[Pointing dataset records]

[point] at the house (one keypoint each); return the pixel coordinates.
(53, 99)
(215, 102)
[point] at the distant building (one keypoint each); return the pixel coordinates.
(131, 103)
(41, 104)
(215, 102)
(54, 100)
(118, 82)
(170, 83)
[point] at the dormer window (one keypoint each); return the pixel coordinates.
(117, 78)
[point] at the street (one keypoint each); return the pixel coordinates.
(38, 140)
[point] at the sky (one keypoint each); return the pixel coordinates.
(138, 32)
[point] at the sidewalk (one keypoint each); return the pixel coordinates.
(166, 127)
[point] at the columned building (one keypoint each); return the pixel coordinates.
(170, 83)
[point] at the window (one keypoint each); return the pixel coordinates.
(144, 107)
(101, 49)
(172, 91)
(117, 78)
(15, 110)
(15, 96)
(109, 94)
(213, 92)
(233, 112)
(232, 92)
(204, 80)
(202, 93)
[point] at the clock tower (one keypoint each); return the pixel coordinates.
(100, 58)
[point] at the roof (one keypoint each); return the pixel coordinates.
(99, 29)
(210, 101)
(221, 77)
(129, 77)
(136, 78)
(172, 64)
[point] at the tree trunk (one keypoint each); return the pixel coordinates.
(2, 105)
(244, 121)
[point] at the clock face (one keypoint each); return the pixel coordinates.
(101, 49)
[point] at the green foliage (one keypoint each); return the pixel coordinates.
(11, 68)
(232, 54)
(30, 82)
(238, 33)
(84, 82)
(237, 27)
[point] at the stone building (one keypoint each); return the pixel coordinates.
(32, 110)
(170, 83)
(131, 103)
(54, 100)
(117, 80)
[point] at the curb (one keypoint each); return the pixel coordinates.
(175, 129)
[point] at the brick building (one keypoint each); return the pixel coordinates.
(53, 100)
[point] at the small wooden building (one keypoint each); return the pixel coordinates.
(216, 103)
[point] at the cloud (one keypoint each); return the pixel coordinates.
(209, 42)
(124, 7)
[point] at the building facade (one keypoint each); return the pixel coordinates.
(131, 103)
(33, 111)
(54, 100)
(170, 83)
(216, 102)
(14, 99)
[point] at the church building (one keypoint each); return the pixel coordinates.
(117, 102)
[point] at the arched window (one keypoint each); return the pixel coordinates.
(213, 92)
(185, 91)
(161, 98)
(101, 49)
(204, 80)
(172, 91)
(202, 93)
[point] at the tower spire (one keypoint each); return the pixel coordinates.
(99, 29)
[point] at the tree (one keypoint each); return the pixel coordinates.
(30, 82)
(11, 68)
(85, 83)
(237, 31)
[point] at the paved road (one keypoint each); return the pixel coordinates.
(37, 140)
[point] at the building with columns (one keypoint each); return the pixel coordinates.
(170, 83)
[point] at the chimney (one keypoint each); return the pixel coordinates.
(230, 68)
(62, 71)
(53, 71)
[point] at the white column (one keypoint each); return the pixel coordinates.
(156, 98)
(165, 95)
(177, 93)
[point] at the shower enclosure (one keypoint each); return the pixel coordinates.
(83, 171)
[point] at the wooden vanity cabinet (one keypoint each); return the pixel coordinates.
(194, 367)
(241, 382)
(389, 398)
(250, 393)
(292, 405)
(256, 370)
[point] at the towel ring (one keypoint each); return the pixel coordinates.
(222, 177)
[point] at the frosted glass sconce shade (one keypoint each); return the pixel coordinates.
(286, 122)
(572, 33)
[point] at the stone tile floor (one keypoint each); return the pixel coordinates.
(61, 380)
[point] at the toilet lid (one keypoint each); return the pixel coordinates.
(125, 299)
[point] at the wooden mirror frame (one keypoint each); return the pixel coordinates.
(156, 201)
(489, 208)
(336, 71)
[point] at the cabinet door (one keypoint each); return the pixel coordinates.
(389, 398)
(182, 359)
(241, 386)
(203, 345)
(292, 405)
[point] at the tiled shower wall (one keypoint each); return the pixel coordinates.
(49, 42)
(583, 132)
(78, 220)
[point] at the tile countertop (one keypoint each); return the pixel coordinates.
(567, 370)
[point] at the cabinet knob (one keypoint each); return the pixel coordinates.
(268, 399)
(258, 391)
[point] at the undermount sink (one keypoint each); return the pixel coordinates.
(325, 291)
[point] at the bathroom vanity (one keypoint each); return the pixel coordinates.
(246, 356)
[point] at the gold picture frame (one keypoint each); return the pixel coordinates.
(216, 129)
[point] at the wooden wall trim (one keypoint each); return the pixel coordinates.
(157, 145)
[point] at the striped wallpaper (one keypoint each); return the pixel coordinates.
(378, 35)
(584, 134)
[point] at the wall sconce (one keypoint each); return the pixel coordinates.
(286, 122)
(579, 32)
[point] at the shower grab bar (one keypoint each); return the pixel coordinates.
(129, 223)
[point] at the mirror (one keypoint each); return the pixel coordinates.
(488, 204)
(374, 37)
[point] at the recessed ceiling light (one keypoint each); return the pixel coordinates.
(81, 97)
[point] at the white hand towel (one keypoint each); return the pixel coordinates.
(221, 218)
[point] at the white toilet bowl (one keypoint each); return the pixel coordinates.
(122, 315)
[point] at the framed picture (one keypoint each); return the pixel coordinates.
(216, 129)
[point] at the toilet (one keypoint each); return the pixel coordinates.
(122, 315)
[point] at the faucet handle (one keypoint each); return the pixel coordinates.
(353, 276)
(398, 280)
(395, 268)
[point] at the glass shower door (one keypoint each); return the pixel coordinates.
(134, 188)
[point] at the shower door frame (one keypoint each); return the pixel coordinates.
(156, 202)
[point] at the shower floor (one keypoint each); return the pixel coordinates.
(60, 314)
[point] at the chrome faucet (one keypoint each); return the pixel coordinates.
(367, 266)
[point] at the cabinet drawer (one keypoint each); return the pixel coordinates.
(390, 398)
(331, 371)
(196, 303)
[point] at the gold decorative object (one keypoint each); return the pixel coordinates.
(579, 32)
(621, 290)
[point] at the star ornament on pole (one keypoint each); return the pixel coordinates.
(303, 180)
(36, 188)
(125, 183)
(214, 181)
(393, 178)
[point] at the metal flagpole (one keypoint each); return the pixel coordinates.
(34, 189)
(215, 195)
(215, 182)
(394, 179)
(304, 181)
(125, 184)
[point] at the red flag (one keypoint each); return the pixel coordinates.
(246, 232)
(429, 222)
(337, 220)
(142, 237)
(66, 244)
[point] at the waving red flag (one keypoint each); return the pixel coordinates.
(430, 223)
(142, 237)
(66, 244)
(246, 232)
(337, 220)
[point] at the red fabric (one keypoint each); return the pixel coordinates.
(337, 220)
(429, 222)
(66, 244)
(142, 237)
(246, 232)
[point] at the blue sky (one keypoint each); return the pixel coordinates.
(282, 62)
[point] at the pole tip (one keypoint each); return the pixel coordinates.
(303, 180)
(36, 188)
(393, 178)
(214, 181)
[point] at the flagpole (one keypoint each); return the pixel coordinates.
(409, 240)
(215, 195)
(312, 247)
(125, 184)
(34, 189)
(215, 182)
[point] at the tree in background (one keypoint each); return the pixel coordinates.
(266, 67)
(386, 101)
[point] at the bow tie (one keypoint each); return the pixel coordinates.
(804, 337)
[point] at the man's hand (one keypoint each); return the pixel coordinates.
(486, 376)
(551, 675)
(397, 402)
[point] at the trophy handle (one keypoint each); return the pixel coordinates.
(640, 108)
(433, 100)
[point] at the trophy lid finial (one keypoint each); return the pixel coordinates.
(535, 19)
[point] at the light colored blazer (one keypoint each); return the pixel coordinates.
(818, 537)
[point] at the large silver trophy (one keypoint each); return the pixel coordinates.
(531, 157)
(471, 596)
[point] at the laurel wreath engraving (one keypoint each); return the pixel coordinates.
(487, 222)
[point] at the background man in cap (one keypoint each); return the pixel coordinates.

→ **Task requirements**
Exactly reproduce the lines from the one containing "[point] at the man's" through the end of the records, and only those lines.

→ **Solution below**
[point] at the man's hand (one keypoint each); return the pixel coordinates.
(486, 376)
(551, 675)
(397, 402)
[point] at the trophy handle (one keypoint each); return the pixel coordinates.
(640, 108)
(433, 100)
[point] at the trophy lid finial (one keypoint each); return the pixel coordinates.
(535, 19)
[point] at the light colored blazer (one keypoint each); return the pixel coordinates.
(818, 537)
[point] at the large silver trophy (one keypoint each); return the pixel coordinates.
(531, 157)
(471, 596)
[point] at the laurel wreath engraving (one keypoint each); return the pixel coordinates.
(487, 222)
[point] at the background man in cap (one keypoint each); return the pixel coordinates.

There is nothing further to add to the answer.